= SET EXERCISE A =
Please gather every line of the entries that contains the word "fence".

= GIVEN PASSAGE =
---
I glance at the house I’m standing in and its interior: it’s a stone box with a roof and basic facilities. The bedsheets are partially torn apart, the chairs are without cushioning and some walls are painted. The kitchen consists of two gas stoves. The dish washer is a stone stink and a bar of soap in the backyard.
Nevertheless, I can do nothing but respect my friend for having purchased this house for her family, doing her utmost best to provide them with all she can give to them.
In the bathroom I imitate a shower with a bar of soap, a cup and a bucket filled with rainwater. Afterwards I walk outside where more plates of rice, avocado and cucumber are waiting. My offer to help cleaning up gets answered with laughter.
For two weeks straight we spend the morning tranquil and in the afternoon we head out to friends to eat, go to pristine, secluded beaches or make our way to rivers somewhere hidden high up in the mountains.
During weekends my lively friend turns her house into a festival and the living room becomes a ball room where everyone is salsa dancing the night away.
Rum gets passed around, sunsets get enjoyed, Cuban delicacies get tasted and a special bond is formed.
With my Spanish skill set I understand about half of their dialect - Spanish sentences dipped in a fiery Cuban salsa. But their smiles, hugs, generosity and overall kindness fully compensate the vocabulary that we fail to translate.
I fall in love with these people and this tiny piece of heaven.
Every day I wake up hoping there would be a way to help them upgrade their current situation (even though I know they probably wouldn’t let me). But I am not in a position to do so, nor do I inform them of my own situation. And even if I could help: the supplies are just not there. A bag of cement, a window, the missing parts for a functioning toilet and shower: unobtainable.
So I do what I can do: become a friend and appreciate every single thing and moment they share with me.
---
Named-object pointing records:
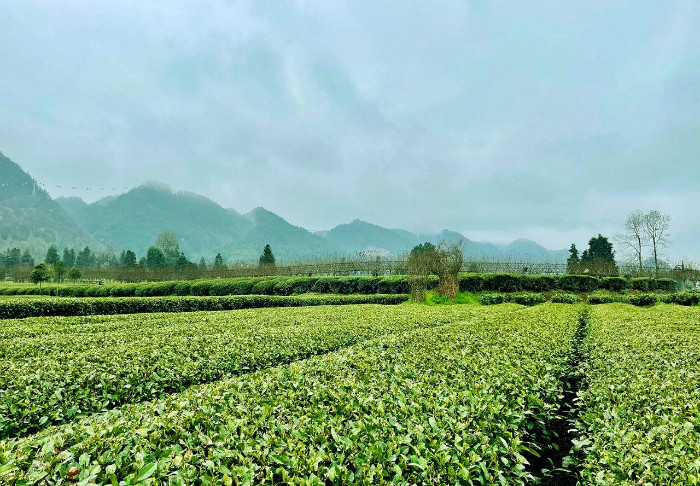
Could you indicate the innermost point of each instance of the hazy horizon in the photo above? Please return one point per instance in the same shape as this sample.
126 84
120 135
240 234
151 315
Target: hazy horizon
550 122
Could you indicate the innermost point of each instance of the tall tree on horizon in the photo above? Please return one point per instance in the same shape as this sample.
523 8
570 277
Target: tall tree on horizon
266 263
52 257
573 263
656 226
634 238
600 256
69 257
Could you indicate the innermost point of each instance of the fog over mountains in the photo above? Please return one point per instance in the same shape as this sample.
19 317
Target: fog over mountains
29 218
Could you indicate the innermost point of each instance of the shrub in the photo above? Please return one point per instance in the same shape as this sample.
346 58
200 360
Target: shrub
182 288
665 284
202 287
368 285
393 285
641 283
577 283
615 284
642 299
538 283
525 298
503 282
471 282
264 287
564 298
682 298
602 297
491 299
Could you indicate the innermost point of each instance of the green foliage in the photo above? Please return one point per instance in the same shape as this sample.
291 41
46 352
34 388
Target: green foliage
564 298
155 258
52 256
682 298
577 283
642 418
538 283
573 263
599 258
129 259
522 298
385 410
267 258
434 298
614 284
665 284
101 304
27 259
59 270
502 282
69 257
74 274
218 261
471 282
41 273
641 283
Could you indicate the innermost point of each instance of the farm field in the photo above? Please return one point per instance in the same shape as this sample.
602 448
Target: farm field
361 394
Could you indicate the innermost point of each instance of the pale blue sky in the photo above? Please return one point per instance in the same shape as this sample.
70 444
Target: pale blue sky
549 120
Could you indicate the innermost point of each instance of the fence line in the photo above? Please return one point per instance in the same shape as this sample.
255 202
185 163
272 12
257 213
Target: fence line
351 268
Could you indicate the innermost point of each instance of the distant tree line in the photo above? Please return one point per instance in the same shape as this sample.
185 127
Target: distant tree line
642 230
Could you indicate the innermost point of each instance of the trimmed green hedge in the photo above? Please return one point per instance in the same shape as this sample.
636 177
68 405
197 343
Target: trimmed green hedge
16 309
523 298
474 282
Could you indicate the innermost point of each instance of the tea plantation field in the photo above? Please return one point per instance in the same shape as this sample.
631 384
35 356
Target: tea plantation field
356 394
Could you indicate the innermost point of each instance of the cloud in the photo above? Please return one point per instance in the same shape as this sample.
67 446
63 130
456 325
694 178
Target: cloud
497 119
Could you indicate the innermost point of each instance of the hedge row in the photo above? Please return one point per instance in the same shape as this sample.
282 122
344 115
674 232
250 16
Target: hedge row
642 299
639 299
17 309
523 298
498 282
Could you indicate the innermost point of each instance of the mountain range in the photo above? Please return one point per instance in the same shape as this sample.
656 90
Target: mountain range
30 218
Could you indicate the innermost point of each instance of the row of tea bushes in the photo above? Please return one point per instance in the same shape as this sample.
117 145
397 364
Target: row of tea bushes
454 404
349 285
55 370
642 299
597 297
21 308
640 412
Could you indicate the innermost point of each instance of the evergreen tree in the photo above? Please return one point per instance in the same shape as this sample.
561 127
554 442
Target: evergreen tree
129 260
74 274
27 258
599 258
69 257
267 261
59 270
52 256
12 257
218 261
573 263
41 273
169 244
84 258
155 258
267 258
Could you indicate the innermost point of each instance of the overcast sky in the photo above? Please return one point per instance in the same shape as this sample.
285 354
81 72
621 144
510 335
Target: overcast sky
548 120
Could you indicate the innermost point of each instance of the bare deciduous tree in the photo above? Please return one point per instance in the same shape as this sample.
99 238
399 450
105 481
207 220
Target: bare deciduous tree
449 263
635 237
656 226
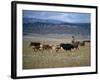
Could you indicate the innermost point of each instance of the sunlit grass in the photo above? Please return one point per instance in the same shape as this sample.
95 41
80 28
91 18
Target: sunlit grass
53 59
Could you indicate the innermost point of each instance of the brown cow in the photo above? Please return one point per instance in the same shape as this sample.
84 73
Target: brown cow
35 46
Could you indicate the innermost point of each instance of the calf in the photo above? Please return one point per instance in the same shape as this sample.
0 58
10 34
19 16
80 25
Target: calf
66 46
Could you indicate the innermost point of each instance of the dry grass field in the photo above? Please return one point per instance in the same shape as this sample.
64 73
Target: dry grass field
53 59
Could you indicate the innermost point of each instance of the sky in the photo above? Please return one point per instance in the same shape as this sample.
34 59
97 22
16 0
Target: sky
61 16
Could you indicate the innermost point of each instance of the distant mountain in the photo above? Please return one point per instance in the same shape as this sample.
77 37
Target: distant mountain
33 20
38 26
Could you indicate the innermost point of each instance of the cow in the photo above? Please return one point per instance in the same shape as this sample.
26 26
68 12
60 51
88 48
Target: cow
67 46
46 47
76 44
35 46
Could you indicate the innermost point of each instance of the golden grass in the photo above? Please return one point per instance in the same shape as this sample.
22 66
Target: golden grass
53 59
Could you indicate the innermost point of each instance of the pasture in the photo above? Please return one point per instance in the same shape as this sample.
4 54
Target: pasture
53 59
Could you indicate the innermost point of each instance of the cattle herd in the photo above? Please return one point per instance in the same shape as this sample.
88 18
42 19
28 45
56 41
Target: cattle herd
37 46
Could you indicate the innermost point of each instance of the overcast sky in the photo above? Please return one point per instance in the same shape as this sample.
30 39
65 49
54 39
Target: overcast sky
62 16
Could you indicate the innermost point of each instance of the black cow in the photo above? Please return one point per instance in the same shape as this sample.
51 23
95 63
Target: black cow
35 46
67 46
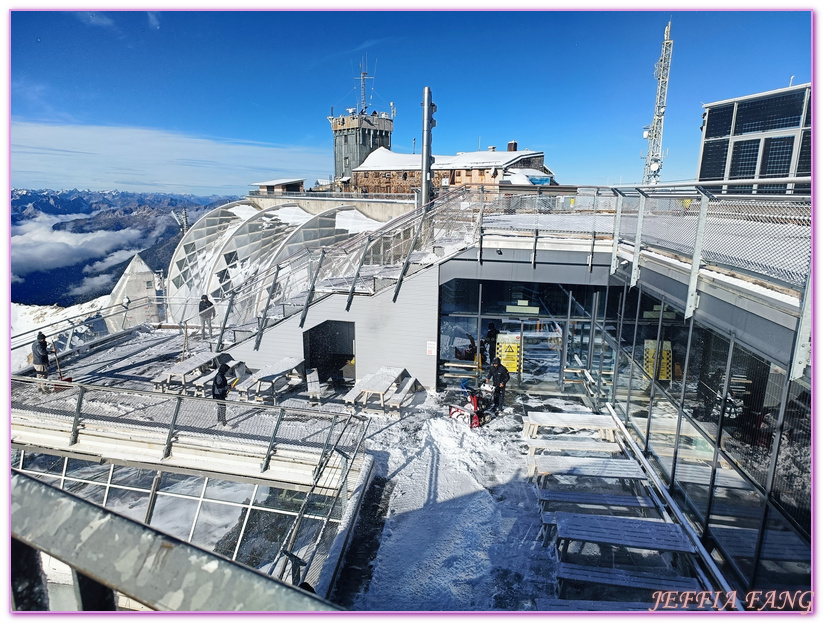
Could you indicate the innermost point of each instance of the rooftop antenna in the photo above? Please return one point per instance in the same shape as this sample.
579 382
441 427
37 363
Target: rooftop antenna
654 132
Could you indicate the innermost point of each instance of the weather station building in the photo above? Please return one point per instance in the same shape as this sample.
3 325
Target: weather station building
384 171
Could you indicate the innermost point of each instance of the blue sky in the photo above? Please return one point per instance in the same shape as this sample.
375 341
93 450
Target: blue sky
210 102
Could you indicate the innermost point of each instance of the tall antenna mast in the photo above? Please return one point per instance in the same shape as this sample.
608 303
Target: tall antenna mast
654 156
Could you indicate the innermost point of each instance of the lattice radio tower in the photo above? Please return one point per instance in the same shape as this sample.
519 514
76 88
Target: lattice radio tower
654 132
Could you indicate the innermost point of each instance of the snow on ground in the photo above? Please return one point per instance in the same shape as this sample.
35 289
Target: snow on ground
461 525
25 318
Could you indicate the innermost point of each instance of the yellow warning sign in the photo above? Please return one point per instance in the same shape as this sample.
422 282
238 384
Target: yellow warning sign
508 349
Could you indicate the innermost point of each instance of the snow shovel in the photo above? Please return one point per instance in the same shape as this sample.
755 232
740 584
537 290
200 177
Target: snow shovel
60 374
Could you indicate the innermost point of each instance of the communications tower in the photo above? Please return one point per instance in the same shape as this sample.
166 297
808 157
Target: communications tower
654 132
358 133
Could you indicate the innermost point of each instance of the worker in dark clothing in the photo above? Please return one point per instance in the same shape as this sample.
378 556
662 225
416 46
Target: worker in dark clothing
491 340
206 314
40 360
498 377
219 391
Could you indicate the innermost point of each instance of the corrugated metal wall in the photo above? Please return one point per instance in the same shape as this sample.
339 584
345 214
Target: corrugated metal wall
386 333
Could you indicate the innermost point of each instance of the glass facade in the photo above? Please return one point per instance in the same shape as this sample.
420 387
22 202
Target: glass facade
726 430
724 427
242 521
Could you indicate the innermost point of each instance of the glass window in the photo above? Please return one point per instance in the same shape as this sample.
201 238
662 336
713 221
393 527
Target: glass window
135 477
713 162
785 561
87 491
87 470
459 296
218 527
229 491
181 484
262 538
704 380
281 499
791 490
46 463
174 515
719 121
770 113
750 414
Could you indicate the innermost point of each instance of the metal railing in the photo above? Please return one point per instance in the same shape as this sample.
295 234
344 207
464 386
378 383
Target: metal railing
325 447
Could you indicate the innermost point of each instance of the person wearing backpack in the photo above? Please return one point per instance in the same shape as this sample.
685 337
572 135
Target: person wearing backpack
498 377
---
= SET EXERCISE B =
Answer these questions on the passage about the stay at a friend's house in Cuba:
(i) What does the kitchen consist of?
(ii) What dance does everyone do in the living room during weekends?
(iii) How much of the friends' dialect does the narrator understand?

= EXERCISE RESPONSE A =
Could you indicate the innermost point of each instance of the fence line in the photo above? Please return one point per instance in the same shape as this sample.
Target: fence line

= EXERCISE RESPONSE B =
(i) Two gas stoves.
(ii) Salsa.
(iii) About half.